→ **Brano da leggere**:
┌────────
Il tema del mantenimento dei figli dopo separazione o divorzio solleva spesso dubbi su quando si ha obbligo di mantenere i figli del partner e se il nuovo coniuge o convivente debba intervenire economicamente. In realtà, l'obbligo di contribuire al mantenimento discende dal rapporto di filiazione, non dallo stato civile dei genitori e l’assegno dovuto si calcola secondo specifici criteri legali e valutando documenti reddituali e patrimoniali, tempi di permanenza con ciascun genitore e bisogni del minore.
Precisiamo che il contributo periodico è adeguato annualmente agli indici Istat per mantenere il potere d’acquisto e si distingue tra spese comprese nell’assegno mensile e spese extra a carico di entrambi i genitori secondo percentuali. In via orientativa:
Spese ordinarie (incluse nell’assegno) | Alimentazione, abbigliamento corrente, materiale scolastico di base, mensa, trasporti urbani, ticket e visite pediatriche di routine, igiene personale. |
Spese straordinarie (riparto a parte) | Visite mediche specialistiche non coperte, terapie e ortodonzia, attività extrascolastiche qualificanti, viaggi di istruzione non ordinari, lezioni private, costi per patente di guida e simili. |
Il diritto al mantenimento può proseguire oltre la maggiore età finché manca l’autonomia economica, come stabilito dalla corte di Cassazione.
Il formarsi di un nuovo nucleo (convivenza stabile o matrimonio) non modifica l’origine dell’obbligo, che resta in capo ai genitori biologici o adottivi. Tuttavia, il mutamento del contesto economico può incidere sulla quantificazione dell’assegno, se ricorrono i presupposti per una revisione.
Secondo quanto previsto dalla normativa vigente, il nuovo partner non è obbligato a mantenere i figli dell’altro, poiché l’obbligazione economica discende dal rapporto di filiazione, non dal rapporto affettivo con il genitore.
Non rientrano tra gli obbligati neppure i soggetti affini, salvo previsioni specifiche di legge che non contemplano il rapporto patrigno/matrigna–figliastro.
└────────
→ **Consegna A**:
Rispondi a queste domande sul testo sul mantenimento dei figli:
(i) A quali indici viene adeguato ogni anno il contributo periodico?
(ii) Fino a quando può proseguire il diritto al mantenimento dopo la maggiore età?
(iii) In capo a chi resta l'obbligo quando si forma un nuovo nucleo?
→ **Consegna B**: Prosegui, per favore, il testo sul mantenimento dei figli a partire dall'ultima frase riportata.
I record non hanno alcun legame con il testo sul mantenimento dei figli.

→ **Materiale di studio**:
┌────────
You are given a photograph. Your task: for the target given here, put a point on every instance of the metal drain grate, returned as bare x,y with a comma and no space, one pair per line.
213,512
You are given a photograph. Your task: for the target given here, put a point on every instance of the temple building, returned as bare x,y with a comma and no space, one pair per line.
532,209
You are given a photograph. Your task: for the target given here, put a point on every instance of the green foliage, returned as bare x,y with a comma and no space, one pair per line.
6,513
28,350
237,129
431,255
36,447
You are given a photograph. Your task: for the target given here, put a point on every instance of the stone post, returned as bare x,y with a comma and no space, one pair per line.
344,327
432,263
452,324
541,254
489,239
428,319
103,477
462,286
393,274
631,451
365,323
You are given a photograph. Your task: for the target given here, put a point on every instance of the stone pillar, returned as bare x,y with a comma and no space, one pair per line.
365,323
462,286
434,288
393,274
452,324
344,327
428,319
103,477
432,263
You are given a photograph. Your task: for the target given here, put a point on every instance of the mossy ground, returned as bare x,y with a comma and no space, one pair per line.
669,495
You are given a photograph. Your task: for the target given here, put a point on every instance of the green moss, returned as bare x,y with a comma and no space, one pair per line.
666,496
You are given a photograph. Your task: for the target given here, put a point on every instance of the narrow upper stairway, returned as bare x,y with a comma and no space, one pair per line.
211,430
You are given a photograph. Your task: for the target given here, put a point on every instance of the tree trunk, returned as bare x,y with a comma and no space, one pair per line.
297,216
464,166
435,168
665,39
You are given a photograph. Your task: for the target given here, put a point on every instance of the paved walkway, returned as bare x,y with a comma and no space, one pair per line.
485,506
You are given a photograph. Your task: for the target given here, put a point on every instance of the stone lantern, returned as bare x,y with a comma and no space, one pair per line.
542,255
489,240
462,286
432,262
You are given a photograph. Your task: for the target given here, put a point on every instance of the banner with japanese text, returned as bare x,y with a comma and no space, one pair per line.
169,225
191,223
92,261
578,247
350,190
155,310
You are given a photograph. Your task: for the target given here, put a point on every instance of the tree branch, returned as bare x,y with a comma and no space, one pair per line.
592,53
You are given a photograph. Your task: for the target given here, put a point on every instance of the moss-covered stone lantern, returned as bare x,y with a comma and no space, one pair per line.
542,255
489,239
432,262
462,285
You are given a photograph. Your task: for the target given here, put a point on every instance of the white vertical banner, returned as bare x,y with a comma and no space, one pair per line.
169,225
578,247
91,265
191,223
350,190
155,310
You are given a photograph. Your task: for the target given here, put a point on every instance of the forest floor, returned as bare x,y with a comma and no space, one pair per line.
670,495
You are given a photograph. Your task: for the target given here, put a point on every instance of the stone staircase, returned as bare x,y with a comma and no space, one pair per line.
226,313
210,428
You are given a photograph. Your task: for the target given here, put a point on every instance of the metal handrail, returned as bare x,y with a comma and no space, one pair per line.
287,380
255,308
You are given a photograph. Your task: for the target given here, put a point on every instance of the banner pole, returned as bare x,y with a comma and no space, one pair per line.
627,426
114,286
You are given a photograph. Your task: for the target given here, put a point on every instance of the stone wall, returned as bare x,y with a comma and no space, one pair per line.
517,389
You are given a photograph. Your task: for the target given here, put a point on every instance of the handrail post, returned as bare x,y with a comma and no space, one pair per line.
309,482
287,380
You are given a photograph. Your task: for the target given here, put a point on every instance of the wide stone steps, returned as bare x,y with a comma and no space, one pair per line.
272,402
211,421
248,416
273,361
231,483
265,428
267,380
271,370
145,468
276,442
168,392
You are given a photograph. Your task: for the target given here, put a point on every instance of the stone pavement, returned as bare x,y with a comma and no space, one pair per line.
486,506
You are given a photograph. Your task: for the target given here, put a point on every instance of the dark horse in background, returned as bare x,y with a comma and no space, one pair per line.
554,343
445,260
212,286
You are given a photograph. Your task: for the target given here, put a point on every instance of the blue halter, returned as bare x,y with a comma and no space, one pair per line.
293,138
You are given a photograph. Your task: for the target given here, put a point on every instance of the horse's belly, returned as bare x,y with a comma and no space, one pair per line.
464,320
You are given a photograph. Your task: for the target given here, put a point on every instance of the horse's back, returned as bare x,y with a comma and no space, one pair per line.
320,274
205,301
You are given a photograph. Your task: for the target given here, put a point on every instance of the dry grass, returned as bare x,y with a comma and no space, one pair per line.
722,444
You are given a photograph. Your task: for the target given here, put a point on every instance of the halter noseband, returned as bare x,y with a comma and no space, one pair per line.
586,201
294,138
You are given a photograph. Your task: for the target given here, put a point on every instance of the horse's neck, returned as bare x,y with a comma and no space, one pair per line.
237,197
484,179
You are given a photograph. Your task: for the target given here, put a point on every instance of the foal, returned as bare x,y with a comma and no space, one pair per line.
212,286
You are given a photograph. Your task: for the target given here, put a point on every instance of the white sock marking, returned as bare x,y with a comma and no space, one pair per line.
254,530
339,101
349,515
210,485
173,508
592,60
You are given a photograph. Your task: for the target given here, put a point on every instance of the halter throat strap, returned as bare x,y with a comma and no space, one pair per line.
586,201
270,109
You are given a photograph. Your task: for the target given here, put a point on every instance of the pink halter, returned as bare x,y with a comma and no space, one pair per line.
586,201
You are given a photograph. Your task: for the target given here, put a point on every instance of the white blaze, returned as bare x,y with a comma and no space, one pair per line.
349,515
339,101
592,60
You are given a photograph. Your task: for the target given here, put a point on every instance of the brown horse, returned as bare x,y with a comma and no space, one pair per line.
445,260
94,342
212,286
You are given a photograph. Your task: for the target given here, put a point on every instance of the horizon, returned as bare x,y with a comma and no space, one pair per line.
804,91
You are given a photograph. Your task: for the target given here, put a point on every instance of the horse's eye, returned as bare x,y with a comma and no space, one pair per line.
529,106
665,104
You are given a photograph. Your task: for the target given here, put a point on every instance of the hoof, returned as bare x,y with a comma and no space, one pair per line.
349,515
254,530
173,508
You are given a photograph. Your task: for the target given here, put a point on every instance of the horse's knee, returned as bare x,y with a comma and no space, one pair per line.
└────────
→ **Risultato A**:
(i) Agli indici Istat.
(ii) Finché manca l'autonomia economica.
(iii) Ai genitori biologici o adottivi.

→ **Risultato B**:
L’eccezione è rappresentata dall’adozione: in questo caso, il genitore sociale acquisisce lo status genitoriale e, con esso, tutti i doveri, incluso il mantenimento.
L’eventuale nuova convivenza del genitore tenuto al pagamento non comporta, di regola, riduzioni automatiche.
L’obbligo verso i figli è prioritario e non può essere compresso da spese assunte volontariamente nel nuovo nucleo.
Una variazione dell’assegno scatta solo se si dimostra un mutamento oggettivo delle risorse (es. perdita di reddito o invalidità) che modificano la capacità contributiva, sempre salvaguardando i bisogni dei minori.
La revisione dell'importo di mantenimento da riconoscere dipende da giustificati motivi sopravvenuti rispetto al provvedimento originario. La nascita di altri figli può rilevare come fatto nuovo, ma non giustifica automaticamente la riduzione: il giudice valuta i nuovi doveri di mantenimento con quelli preesistenti, verificando redditi, patrimonio, carichi familiari, il tenore di vita dei minori e spese straordinarie.
Tra le voci più frequenti: ortodonzia, psicoterapia, attività sportive agonistiche, corsi di lingua all’estero, patente di guida e altri percorsi abilitanti. In mancanza di accordo, decide il giudice caso per caso, distinguendo le spese necessarie da quelle voluttuarie.